> **Region pointing data**:
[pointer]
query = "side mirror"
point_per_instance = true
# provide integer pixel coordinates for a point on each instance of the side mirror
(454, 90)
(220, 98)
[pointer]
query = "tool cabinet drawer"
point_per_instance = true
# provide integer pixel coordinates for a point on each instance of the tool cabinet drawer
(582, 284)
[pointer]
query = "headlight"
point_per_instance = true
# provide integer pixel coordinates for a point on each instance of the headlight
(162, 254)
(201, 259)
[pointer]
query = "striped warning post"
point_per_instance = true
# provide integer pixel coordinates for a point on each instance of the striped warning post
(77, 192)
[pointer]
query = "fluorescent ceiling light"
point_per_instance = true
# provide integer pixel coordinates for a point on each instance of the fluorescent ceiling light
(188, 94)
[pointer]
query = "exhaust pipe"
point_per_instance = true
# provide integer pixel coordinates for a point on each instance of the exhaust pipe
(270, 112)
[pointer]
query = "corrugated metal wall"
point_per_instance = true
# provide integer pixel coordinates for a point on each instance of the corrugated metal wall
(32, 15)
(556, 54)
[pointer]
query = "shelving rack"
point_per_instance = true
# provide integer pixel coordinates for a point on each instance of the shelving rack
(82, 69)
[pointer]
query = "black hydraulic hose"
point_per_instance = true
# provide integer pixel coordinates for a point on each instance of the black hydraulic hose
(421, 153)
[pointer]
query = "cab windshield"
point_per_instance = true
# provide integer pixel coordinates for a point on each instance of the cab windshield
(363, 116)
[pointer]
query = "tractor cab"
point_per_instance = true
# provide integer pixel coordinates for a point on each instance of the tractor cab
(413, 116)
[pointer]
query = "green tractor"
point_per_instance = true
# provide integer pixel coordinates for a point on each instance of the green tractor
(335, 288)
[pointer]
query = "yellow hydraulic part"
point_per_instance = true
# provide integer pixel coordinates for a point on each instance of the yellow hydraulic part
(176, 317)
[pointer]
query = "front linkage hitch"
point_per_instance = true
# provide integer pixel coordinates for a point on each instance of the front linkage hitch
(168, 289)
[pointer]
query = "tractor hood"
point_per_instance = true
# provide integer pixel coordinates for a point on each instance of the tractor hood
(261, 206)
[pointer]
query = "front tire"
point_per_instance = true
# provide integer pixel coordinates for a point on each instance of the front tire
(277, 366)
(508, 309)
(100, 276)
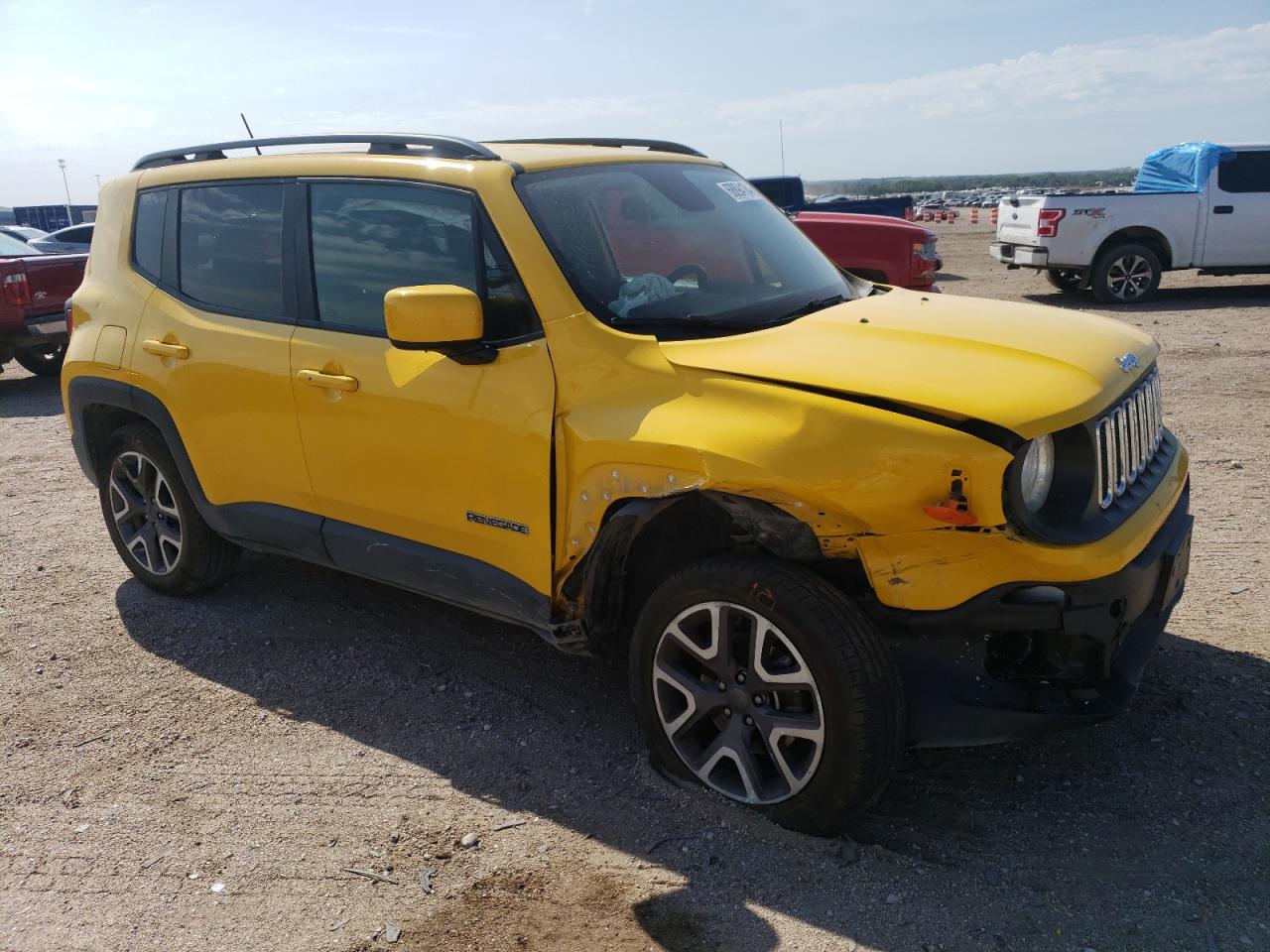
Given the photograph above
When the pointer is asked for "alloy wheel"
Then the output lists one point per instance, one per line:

> **Required action**: Copy the entries exactly. Leave the pictures out.

> **Exercise answer**:
[pointer]
query = "side mirror"
point_per_instance = true
# provide integer pixel coordinates for a point on each instance of the side mirror
(454, 90)
(220, 98)
[pointer]
query = "tool cabinet drawer"
point_per_instance = true
# provide integer pixel coordinates for a point on each instance of the tool cabinet drawer
(582, 284)
[pointer]
query = "headlight"
point_per_instance = true
# provide integer pixel coordinates for a point on each instance of the headlight
(162, 254)
(201, 259)
[pointer]
query = "striped warning post"
point_per_instance = true
# provide integer pixel coordinates for a point on each instance of the striped warning post
(77, 192)
[pointer]
query = "fluorescent ceiling light"
point_per_instance = true
# provide integer pixel coordinates for a point on each instance of the fluorescent ceiling light
(188, 94)
[pointer]
query = "exhaust pipe"
point_per_instance = true
# provide integer pixel coordinates for a point on each instance of the exhaust pipe
(270, 112)
[pointer]
query = "corrugated metal wall"
point_per_instance = true
# provide integer pixel coordinates for a point on each instance of the corrugated metal wall
(32, 15)
(556, 54)
[pointer]
query = "shelving rack"
point_per_instance = true
# provide integer pixel coordinates for a point on each instance of the shelving rack
(82, 69)
[pointer]
query = "black hydraulic hose"
point_per_instance = true
# provide integer pixel coordinates for a point on each instance of the black hydraulic hose
(421, 153)
[pointer]
query = "cab windshield"
point_per_instance = true
# provide integer pixel coordinates for a point on each instance of the cab windshield
(363, 116)
[pointer]
query = "tractor cab"
point_per_instance = true
# provide integer pixel coordinates for a point on each instance of the tractor cab
(413, 116)
[pointer]
query = "green tractor"
point_per_instance = true
# provide integer pixel coordinates for a point on each instance of the green tractor
(335, 288)
[pointer]
query = "yellow hydraulic part"
point_per_instance = true
# provide integer pixel coordinates for a point on each instance of the yellow hydraulic part
(176, 317)
[pointer]
query = "front linkage hitch"
point_per_instance = true
# provide integer pixel coordinates for a point on each instance of the front linkage hitch
(168, 289)
[pointer]
query = "tractor hood"
point_per_instance = true
# provide integer pixel coordinates for a point on each instance of the tractor hood
(261, 206)
[pointer]
query = "front tire"
point_per_instance = true
# provide integer pixel coordinates for a point on each instance of the front tire
(277, 366)
(508, 309)
(100, 276)
Given the photograph above
When the pointer is asked for "alloy wheel"
Then the output lists one point per instance, one per line:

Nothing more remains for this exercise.